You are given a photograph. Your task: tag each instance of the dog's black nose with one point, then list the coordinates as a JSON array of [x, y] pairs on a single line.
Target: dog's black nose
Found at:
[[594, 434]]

* * *

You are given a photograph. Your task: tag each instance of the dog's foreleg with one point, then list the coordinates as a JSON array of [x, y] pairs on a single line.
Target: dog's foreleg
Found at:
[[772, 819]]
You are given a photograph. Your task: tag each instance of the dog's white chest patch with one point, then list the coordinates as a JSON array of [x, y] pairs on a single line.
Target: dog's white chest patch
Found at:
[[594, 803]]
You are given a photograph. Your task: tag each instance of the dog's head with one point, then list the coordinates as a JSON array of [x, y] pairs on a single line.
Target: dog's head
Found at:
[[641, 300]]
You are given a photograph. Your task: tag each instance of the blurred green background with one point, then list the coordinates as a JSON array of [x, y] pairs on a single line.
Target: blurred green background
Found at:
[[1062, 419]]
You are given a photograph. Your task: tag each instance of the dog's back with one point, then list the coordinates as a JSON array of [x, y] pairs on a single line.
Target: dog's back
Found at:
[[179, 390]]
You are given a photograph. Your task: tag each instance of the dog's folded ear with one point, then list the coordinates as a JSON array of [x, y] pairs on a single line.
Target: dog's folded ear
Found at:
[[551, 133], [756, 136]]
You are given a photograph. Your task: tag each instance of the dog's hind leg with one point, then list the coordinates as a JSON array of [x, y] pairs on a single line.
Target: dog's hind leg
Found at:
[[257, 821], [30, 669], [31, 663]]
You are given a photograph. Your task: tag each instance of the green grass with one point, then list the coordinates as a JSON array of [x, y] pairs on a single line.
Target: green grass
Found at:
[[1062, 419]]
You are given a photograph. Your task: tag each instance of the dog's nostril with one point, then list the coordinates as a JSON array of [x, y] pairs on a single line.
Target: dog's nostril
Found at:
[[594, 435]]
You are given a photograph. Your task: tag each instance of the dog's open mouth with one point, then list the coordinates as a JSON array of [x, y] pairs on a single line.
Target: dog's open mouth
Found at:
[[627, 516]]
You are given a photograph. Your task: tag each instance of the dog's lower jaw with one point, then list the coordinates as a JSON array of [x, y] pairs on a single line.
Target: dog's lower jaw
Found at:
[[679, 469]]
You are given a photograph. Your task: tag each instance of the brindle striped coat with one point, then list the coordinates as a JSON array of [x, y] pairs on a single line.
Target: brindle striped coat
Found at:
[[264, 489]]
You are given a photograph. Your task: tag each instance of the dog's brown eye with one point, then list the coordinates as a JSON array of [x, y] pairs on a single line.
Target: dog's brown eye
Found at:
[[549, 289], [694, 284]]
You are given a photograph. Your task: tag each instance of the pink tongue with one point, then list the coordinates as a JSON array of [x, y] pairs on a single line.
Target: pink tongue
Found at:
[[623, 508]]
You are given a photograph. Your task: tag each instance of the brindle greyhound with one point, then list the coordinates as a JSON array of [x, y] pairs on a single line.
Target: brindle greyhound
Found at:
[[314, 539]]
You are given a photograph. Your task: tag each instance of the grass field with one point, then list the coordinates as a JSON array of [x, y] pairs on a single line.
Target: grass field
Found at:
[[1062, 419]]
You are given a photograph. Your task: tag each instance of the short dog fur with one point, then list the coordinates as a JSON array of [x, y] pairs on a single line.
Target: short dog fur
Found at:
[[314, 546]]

--

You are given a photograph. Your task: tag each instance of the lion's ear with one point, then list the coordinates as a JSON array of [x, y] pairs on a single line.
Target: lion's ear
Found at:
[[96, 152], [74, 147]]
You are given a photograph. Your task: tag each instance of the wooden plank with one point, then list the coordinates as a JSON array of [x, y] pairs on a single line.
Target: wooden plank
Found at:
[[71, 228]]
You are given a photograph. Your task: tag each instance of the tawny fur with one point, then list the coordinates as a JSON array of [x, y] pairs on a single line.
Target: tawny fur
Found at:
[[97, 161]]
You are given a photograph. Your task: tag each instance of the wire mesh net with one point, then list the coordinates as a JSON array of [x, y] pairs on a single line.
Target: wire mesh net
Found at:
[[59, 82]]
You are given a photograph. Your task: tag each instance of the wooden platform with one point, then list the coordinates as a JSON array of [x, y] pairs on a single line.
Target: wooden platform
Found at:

- [WHAT TO PRODUCE]: Scan the records above for the lines holding "of the lion's" and "the wooden platform". Transcribe those two and every line between them word for word, and no others.

- [RESPONSE TO THE TASK]:
You are given a photograph. Your task: tag each instance of the lion's ear with one point, then list the coordinates as a JSON array of [x, y] pairs on a single line.
Target: lion's ear
Found at:
[[96, 152], [74, 147]]
You are given a photograph. Your task: tag each instance of the wooden plank with one point, then list the coordinates as a JSON array of [x, y] pairs on a single line.
Target: wooden plank
Found at:
[[71, 228]]
You are given a photograph. Your task: tag each instance of the tawny fur with one point, then list the coordinates as a JSON array of [x, y] pairs on a single line.
Target: tawny fur
Found at:
[[97, 161]]
You are given a photograph. Your task: tag each instance of the wire mesh net with one point, then list the coordinates as a JSON array of [x, y] pairs on a single line.
Target: wire mesh net
Found at:
[[59, 82]]
You are given a photograph. Your task: tag each instance of the wooden platform with one point, then list the coordinates as a JSON array of [x, y] pairs on a single line.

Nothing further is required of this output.